### TASKS FOR THIS EXERCISE
1) Translate this sentence from the reasons for the decision into Spanish: "The only remaining issue in this appeal is that of inventive step."
2) Write out the passage of the reasons for the decision from "2. Amendments" to "performs the method of claim 1.", updated so that "control unit" stands wherever "processor" appears.

Reasons for the Decision

1. The appeal is admissible.

2. Amendments

2.1 Independent method claim 1 was amended to include a definition of the master and the local repository. These definitions are based on page 10, lines 20 to 27 and page 11, line 32 to page 12, line 3, respectively. Claim 1 was further amended to specify the two conflict rules, the detection of a version conflict by checking compliance with these rules and the steps required for resolving a version conflict. These amendments are based on pages 14 to 16, "Version Conflicts" and "Check-In Process".

2.2 It was clarified in claim 3 that it is the computer program product that manages the learning objects in accordance with the method of claim 1.

2.3 Claim 4, directed to an electronic learning system, was amended to specify that its processor performs the method of claim 1.

2.4 The "Background" of the invention on page 1 of the description now acknowledges the prior art documents D1, D2 and D5. The "Summary" of the invention on page 2 brings the description in concordance with the new claims.

2.5 Hence the board is satisfied that the requirements of Article 123(2) EPC are met.

3. Inventive step (Article 56 EPC 1973).

3.1 The only remaining issue in this appeal is that of inventive step.

3.2 The examining division considered that the method of claim 1 was composed of technical and non-technical features. In particular, it found that the method was an "administrative method", which did not go beyond an abstract concept of managing objects and references between them, that was implemented on a general purpose networked computer system and a database used for data processing and data exchange. As the technical and non-technical features did not interact with each other to alter the technical character of the claimed subject-matter, the "administrative method" could be used in the formulation of the problem to be solved as a requirements specification which required the skilled person to implement the "administrative method", ie to write the corresponding program code, for the general purpose networked computer system. This activity was considered not to involve an inventive step.

3.3 The board does not share the examining division's assessment, for the following reasons. The application addresses the problem of providing a versioned and referenced collection of digital objects (the "learning objects") that is free from version conflicts, ie free from inconsistencies. This is achieved by providing the referencing objects with metadata defining references to the referenced objects and using the metadata to solve versions conflicts by propagating them from the referencing to the referenced objects. The application thus addresses a technical problem, the internal consistency of a data structure for the purposes of a specific application (in this case an electronic learning system), and solves it by technical means, ie by using metadata for detecting references to a learning object in more than one version. Metadata are "data over data". However, this does not deprive them from having technical character when used for purposes involving technical considerations. Thus the use of metadata for resolving version conflicts in a collection of digital objects involves technical considerations.

3.4 The board considers that document D5 represents the closest state of the art since it relates to an electronic learning system. Documents D1 and D2 are not related directly to electronic learning systems. Instead document D1 relates to a management and storage system of multiple versions and context variants of objects which are retrieved on the basis of a context resolution mechanism (D1, column 1, lines 14-20, column 2, lines 53-67), whereas document D2 relates to a geographically distributed software development system that allows parallel development of different branches of software at different sites (D2, column 3, lines 11-26).

### INFORMATION GIVEN
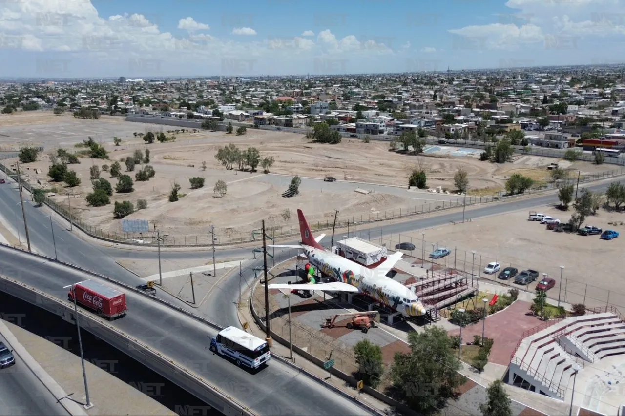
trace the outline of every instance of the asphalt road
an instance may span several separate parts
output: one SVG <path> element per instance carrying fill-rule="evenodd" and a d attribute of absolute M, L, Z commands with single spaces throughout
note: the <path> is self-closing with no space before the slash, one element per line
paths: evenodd
<path fill-rule="evenodd" d="M 0 335 L 0 341 L 11 348 Z M 0 416 L 66 416 L 69 414 L 13 352 L 16 364 L 0 369 Z M 65 399 L 67 400 L 67 399 Z"/>
<path fill-rule="evenodd" d="M 0 247 L 0 272 L 64 300 L 63 286 L 87 278 L 58 263 L 6 247 Z M 211 327 L 136 293 L 126 296 L 130 311 L 111 325 L 198 373 L 259 415 L 369 414 L 278 360 L 256 373 L 239 368 L 209 351 L 208 337 L 216 335 Z"/>

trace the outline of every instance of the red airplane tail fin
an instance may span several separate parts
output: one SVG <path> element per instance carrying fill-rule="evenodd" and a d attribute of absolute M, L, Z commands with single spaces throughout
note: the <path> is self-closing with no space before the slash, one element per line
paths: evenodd
<path fill-rule="evenodd" d="M 306 217 L 304 217 L 304 212 L 301 209 L 298 210 L 298 219 L 299 220 L 299 232 L 301 234 L 302 244 L 316 249 L 325 250 L 321 244 L 315 241 L 311 228 L 308 226 L 308 222 L 306 221 Z"/>

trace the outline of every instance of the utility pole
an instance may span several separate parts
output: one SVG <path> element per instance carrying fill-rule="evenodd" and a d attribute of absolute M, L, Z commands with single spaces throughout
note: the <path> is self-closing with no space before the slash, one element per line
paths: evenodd
<path fill-rule="evenodd" d="M 269 329 L 269 279 L 267 273 L 267 236 L 265 235 L 265 220 L 262 220 L 262 261 L 265 274 L 265 327 L 266 336 L 265 340 L 271 346 L 271 331 Z"/>
<path fill-rule="evenodd" d="M 264 232 L 264 229 L 262 230 Z M 217 277 L 217 265 L 215 264 L 215 226 L 211 225 L 211 238 L 212 239 L 212 275 Z M 264 241 L 265 235 L 262 235 L 262 240 Z"/>
<path fill-rule="evenodd" d="M 19 173 L 19 162 L 16 163 L 16 169 L 18 170 L 18 189 L 19 189 L 19 202 L 22 206 L 22 216 L 24 217 L 24 228 L 26 232 L 26 244 L 28 245 L 28 251 L 31 251 L 31 237 L 28 235 L 28 223 L 26 222 L 26 209 L 24 207 L 24 199 L 22 198 L 22 174 Z M 16 224 L 17 225 L 17 224 Z"/>
<path fill-rule="evenodd" d="M 332 250 L 332 247 L 334 245 L 334 229 L 336 228 L 336 216 L 339 215 L 339 211 L 338 210 L 334 210 L 334 224 L 332 225 L 332 240 L 330 240 L 330 250 Z"/>
<path fill-rule="evenodd" d="M 578 199 L 578 189 L 579 189 L 579 176 L 581 175 L 582 171 L 578 171 L 578 186 L 575 187 L 575 199 Z"/>
<path fill-rule="evenodd" d="M 158 281 L 159 285 L 162 286 L 162 272 L 161 270 L 161 230 L 156 231 L 156 240 L 158 242 Z"/>

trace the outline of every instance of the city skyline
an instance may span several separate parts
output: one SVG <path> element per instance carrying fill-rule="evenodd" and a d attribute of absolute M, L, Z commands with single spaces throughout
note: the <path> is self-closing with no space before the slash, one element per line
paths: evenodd
<path fill-rule="evenodd" d="M 11 0 L 7 78 L 386 74 L 619 64 L 616 0 Z M 404 11 L 406 9 L 409 11 Z M 33 13 L 32 10 L 37 12 Z M 196 74 L 189 76 L 189 74 Z M 206 75 L 202 75 L 206 74 Z"/>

### SOLUTIONS
1) La única cuestión pendiente en este recurso es la de la actividad inventiva.

2)
2. Amendments

2.1 Independent method claim 1 was amended to include a definition of the master and the local repository. These definitions are based on page 10, lines 20 to 27 and page 11, line 32 to page 12, line 3, respectively. Claim 1 was further amended to specify the two conflict rules, the detection of a version conflict by checking compliance with these rules and the steps required for resolving a version conflict. These amendments are based on pages 14 to 16, "Version Conflicts" and "Check-In Process".

2.2 It was clarified in claim 3 that it is the computer program product that manages the learning objects in accordance with the method of claim 1.

2.3 Claim 4, directed to an electronic learning system, was amended to specify that its control unit performs the method of claim 1.